§ **Page excerpt**:

╔══

Family Dinner with Chef Nei
923 Pacific Ave. at Powell, San Francisco [[Update 11/26/07: New location at 680 Clay St. at Kearny]]
Chinatown/Nob Hill neighborhood
Chef's tasting dinners daily with primary seating at 7 p.m.
Reservations required. Cash only.
Growing up Chinese, I’ve been to my share of Chinese banquets, where dishes and dishes of food come one after another until you actually hear people saying: “please, enough.” But I’ve never heard of a Chinese tasting menu, where diners give up control of selecting the menu to the chef. (My mom would never leave it to the chef; she would think the chef would give us whatever dishes he couldn’t move that day.)
So when fellow food blogger Foodhoe suggested Jai Yun and its multi-course chef’s tasting menu, I was intrigued.
I’d never heard of Jai Yun, so I did some research on the Web and found raving reviews in the San Francisco Chronicle and among some food bloggers—one even calling the restaurant’s chef and owner Nei Chiaji the Chinese version of Thomas Keller. Now that’s a pretty high standard to live up to and it did more than raise my expectations of dinner at Jai Yun.
Our initial attempt to go to Jai Yun was foiled when the restaurant closed for a few days near the end of summer. So Foodhoe made a reservation for the following Thursday, which is surprising because all information on this restaurant says they’re closed on that day. But with confirmation in hand, Foodhoe and I walked the hills of San Francisco’s Chinatown to the door of Jai Yun.
NOTE: Two important things about planning to eat at Jai Yun. 1) Reservations are required and it seems like there’s only one seating, at 7 p.m. If you call later in the day, you’re more likely to reach the chef’s son, who speaks a little more English than his wife. 2) Bring cash, despite the fact that the fixed price for the dinner can go as high as $100 per person. This really is a family-run restaurant.

╚══

§ **Exercise brief**:
Carry the Jai Yun dinner review forward from its final sentence.

§ **Dataset content**:

╔══

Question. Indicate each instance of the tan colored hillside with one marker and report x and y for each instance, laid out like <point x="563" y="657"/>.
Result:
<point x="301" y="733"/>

╚══

§ **Exercise output**:
The outside of the restaurant looks like any tiny Chinese restaurant you’ll find in Chinatown, except it’s plastered with several Zagat logos. You walk in to what some might consider a dive but what I think is a real mom-and-pop restaurant with casual décor and a lot of Christmas lights. Foodhoe and I were the first to arrive so we picked a table near the window. We were given menus that didn’t list the food items (because that’s decided by the chef) but instead gave us information about the chef’s approach to dinner (he selects fresh and seasonal ingredients from that day’s market) and his upbringing (he’s originally from Nanjing, which is the ancient capital of China not too far from Shanghai). Behind me were placards with Chinese characters and English translations describing various dishes.
After being left alone for quite some time, the hostess (my guess is the chef’s wife) came back to get our decision about our dinner level. The minimum for dinner is $45 per person but Foodhoe and I decided to kick it up a notch and go for $55. (More adventurous people can go for even higher menus in the $75-100 range.) Then we sat back and waited for the feast to begin.A young man dressed in a well-worn T-shirt (my guess is the chef’s son) started us with the cold plates. He brought out mini plates with food neatly piled into a tiny molehill and briefly announced each dish to us. There were too many plates to photograph so here’s a couple of snapshots of some of the cold dishes. A total of nine plates arrived and they included (in order of appearance): 1) Jellyfish salad, 2) thinly sliced Lotus Root Salad, 3) Green Radish Salad, 4) thinly sliced Preserved Beef, 5) Pickled Cabbage, 6) Mixed Mushrooms with Shark Fin, 7) Dried Tofu slices, 8) Cucumber Salad and 9) Cilantro Salad.
A clear distinction of all the dishes is the fantastic knife skills of Chef Nei. The cucumber were paper-thin and you could almost thread a needle with the jellyfish (OK, maybe not, but they were the thinnest jellyfish slices I’ve ever seen.) There were so much precision in each cut that many of the pieces looked identical.
The taste was a mix bag of things familiar and things not: the jellyfish was bland, the lotus root was nicely pickled, so were the radish, which had a nice crunch with an underlining sesame oil flavor. The sweet-and-sour vinaigrette was perfect in the pickled cabbage but was virtually nonexistent in the cucumber. The tofu tasted like every other vegetarian dish I’ve had at a Chinese restaurant (and I don’t like forced vegetarian dishes at Chinese restaurants) but the thinly sliced preserved beef had an interesting spicy flavor.
After Foodhoe and I dissected each of the tiny dishes (which really could have come in one big appetizer platter) then came the warm dishes. I’ll discuss each as they arrived at our table.
Foo Yung Abalone, one of Chef Nei’s signature dish. It’s very thinly sliced abalone moistened by fluffy fried egg whites. The warmth of the egg whites blended perfectly with the tender flesh of the abalone. I could see why many people like this dish. My only thing was that, visually, this dish looked like barf. It was just a big white blob. But a tasty blob nonetheless.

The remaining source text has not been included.